In order to assess the accuracy of each coloc analysis, we needed to assess whether the comparison corresponded to a case of shared or distinct causal variants. For each signal passed to coloc, we identified the variant with the highest posterior probability of causality, v1 and v2 for traits 1 and 2 respectively (it is possible that v1 = v2). We then labelled the variant vi (i = 1, 2) according to the rules:
A r2(vi, A) > 0.5 ∧ r2(vi, A) > r2(vi, B)
B r2(vi, B) > 0.5 ∧ r2(vi, B) > r2(vi, A)
- otherwise
If either of the variants was labelled “-” then the comparison was labelled “unknown”. Otherwise it was labelled by the concatenation of the two labels. We compared the average posterior probability profiles between methods, stratified according to this labelling scheme.
Results in this manuscript were generated using R version 4.0.4 with packages susieR version 0.11.42 and coloc version 5.1.0.

......

[WORK ORDER 1] Reproduce the methods passage from "- otherwise" up to and including "coloc version 5.1.0.".
[WORK ORDER 2] Say whether each statement agrees with the methods passage, answering yes or no and quoting the deciding words: (a) A comparison is labelled "unknown" if either variant was labelled "-". (b) The results were generated with coloc version 5.0. (c) The variants v1 and v2 must always be different.

[Stored entries]
......

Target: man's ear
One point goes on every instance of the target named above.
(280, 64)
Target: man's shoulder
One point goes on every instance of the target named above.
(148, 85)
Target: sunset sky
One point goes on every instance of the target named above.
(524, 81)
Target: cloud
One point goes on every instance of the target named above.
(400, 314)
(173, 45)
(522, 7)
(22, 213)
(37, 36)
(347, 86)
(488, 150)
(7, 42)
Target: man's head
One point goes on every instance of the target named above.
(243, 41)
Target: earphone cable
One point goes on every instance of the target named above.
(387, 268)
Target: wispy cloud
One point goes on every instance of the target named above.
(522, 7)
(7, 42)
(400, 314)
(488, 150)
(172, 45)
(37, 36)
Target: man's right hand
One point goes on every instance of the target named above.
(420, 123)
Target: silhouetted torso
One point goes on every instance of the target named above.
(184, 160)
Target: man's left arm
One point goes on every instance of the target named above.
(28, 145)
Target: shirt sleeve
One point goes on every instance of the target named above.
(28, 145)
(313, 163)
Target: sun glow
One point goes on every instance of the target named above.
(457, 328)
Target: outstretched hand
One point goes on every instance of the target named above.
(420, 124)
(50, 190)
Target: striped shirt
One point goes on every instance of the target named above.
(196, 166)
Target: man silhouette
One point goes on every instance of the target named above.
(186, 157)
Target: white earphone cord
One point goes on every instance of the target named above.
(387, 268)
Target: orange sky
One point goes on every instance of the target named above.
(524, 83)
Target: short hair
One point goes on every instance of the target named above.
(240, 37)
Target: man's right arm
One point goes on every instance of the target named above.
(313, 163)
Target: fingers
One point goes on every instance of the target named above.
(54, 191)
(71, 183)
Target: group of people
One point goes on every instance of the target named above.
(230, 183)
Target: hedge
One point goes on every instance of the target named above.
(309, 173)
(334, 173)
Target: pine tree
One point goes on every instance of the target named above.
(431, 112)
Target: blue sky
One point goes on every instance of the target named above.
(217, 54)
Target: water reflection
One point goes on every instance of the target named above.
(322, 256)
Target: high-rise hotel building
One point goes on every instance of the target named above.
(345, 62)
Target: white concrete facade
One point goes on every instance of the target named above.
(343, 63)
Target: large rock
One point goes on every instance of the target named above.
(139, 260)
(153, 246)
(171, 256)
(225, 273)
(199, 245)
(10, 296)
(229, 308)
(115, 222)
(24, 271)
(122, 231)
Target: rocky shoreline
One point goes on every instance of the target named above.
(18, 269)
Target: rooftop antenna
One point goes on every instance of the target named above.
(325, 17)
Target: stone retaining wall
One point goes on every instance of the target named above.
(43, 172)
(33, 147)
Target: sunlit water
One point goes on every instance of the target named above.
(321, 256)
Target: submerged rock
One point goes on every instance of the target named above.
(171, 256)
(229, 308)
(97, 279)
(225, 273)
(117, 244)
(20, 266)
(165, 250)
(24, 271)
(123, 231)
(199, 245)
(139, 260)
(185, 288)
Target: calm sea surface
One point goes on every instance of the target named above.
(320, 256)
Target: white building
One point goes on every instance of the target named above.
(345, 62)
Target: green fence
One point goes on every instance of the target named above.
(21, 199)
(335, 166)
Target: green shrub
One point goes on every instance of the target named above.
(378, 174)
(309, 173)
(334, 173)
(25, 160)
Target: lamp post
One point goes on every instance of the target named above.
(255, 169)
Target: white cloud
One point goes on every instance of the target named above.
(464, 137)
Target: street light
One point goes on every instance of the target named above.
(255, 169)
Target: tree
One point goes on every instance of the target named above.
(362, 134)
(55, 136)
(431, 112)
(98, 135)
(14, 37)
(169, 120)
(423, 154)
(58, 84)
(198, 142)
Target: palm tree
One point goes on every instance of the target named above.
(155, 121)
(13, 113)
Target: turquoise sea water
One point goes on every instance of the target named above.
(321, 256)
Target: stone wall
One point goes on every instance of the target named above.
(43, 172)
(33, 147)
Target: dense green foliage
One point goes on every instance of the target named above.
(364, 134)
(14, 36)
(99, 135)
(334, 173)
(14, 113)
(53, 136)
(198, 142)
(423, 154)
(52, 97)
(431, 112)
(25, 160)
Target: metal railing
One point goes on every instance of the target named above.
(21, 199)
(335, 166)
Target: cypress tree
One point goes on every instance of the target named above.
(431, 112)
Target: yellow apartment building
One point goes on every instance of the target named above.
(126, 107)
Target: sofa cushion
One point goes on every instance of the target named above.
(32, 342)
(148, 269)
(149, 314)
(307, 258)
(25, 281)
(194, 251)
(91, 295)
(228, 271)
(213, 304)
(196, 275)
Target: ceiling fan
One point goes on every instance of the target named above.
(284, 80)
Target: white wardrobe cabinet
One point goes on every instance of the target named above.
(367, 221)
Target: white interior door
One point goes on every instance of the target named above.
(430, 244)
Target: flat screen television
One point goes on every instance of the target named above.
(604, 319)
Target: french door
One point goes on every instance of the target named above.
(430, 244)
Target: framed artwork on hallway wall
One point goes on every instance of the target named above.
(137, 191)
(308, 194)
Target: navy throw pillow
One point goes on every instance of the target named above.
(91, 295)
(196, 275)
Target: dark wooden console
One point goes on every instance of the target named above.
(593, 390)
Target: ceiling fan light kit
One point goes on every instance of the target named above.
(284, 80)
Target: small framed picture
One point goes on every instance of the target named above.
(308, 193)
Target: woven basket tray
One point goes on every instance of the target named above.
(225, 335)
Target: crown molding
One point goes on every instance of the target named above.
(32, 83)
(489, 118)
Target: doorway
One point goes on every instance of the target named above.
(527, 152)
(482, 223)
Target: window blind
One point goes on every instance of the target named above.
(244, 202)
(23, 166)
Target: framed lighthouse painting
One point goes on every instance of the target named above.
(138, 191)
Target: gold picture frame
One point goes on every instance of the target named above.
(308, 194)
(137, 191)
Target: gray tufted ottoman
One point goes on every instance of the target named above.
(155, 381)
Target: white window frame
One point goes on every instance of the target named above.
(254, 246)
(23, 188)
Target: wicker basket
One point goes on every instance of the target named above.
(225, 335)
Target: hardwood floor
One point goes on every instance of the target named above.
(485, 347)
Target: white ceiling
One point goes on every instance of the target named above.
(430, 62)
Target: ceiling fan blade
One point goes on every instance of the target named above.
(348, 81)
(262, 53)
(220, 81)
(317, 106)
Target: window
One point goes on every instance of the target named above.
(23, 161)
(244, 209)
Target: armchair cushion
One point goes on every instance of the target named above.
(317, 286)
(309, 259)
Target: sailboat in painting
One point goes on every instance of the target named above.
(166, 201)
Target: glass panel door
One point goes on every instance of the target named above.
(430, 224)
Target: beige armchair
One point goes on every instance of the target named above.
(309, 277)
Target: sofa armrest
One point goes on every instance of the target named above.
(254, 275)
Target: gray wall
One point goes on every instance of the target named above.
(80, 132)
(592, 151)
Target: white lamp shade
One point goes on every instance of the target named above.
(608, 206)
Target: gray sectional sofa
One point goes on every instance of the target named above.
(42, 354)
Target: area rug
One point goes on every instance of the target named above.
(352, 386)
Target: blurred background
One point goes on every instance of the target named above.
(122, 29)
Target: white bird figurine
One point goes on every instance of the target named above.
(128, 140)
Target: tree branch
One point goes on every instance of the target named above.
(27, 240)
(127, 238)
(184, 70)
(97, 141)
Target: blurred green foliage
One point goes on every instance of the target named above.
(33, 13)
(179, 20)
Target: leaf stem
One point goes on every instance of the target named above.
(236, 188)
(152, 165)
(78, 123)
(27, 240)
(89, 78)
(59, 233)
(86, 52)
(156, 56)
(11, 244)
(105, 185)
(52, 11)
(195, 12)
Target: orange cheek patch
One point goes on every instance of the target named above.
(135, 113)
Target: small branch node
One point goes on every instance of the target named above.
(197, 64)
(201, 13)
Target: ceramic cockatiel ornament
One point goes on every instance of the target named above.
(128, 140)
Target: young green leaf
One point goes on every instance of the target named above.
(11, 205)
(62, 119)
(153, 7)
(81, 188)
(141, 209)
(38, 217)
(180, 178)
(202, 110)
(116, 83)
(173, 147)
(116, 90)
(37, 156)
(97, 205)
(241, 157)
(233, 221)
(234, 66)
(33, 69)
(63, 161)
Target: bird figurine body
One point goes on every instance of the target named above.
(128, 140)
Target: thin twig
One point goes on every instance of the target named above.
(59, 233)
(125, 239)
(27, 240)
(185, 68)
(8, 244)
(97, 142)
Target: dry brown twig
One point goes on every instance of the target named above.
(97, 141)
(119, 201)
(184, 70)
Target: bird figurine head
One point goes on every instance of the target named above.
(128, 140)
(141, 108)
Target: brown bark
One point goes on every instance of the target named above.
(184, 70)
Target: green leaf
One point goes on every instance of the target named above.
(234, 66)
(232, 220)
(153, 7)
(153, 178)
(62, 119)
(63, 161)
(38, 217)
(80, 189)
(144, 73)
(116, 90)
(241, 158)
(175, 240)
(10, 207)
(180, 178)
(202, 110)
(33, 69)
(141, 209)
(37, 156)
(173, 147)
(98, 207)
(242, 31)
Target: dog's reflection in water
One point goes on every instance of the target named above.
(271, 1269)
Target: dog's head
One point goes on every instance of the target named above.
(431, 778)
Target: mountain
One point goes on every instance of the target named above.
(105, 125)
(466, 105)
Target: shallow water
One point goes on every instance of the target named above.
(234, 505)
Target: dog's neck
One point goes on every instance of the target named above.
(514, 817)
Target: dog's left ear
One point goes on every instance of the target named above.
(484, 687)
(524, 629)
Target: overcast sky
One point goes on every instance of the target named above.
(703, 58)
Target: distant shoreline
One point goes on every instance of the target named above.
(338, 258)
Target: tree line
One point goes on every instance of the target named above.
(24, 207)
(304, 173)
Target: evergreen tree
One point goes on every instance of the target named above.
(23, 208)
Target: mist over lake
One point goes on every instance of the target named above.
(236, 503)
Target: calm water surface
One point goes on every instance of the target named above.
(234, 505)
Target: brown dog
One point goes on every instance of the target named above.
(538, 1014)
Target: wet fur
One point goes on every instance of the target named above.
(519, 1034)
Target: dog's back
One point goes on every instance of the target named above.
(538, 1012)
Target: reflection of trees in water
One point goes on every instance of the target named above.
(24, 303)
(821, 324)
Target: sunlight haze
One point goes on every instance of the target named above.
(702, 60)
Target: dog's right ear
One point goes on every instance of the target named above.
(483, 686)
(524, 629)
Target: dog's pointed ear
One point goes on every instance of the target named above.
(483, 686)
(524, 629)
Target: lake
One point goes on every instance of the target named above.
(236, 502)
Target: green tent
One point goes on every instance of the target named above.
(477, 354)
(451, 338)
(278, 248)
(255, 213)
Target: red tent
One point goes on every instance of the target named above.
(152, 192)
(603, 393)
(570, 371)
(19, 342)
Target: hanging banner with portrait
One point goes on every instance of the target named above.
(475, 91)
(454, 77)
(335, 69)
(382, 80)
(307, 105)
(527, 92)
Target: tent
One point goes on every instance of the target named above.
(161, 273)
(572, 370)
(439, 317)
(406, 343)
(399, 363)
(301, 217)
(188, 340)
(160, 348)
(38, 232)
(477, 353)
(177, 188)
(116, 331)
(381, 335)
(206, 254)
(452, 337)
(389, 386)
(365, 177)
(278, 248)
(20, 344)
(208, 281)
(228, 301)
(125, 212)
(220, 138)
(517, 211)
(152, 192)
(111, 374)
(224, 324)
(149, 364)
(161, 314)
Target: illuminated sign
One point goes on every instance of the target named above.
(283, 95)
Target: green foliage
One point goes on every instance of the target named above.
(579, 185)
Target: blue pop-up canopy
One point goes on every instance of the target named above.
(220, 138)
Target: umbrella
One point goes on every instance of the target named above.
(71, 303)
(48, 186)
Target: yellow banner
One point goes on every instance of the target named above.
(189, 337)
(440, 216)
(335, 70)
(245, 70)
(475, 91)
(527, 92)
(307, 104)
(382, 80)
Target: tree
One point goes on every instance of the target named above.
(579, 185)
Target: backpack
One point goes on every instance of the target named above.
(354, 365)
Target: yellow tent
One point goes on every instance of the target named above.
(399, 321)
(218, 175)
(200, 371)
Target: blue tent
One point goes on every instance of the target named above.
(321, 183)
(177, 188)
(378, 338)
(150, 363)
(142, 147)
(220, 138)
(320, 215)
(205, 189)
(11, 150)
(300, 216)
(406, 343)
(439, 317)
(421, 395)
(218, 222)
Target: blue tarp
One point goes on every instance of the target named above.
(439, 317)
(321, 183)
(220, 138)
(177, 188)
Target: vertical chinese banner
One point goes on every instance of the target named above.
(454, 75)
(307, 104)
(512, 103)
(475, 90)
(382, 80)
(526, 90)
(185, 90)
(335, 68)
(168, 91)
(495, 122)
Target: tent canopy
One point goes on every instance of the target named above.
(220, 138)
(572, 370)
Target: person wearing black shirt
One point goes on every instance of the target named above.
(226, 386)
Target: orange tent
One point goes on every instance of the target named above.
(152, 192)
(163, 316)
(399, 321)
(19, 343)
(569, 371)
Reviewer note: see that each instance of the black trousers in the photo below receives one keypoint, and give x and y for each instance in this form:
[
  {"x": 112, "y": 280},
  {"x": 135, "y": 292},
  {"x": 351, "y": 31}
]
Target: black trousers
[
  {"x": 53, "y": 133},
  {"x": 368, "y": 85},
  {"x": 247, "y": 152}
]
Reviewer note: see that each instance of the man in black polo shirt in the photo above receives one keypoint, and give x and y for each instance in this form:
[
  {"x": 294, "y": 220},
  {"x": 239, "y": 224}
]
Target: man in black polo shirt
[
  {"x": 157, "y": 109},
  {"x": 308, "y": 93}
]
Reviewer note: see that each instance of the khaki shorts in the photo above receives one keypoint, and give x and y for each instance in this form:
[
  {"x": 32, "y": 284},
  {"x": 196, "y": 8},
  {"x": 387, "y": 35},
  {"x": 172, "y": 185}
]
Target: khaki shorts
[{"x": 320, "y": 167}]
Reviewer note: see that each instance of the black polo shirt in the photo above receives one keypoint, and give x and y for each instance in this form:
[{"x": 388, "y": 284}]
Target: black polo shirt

......

[WRITTEN RESPONSE 1]
- otherwise
If either of the variants was labelled “-” then the comparison was labelled “unknown”. Otherwise it was labelled by the concatenation of the two labels. We compared the average posterior probability profiles between methods, stratified according to this labelling scheme.
Results in this manuscript were generated using R version 4.0.4 with packages susieR version 0.11.42 and coloc version 5.1.0.

[WRITTEN RESPONSE 2]
(a) Yes: "If either of the variants was labelled “-” then the comparison was labelled “unknown”."
(b) No: "coloc version 5.1.0"
(c) No: "it is possible that v1 = v2"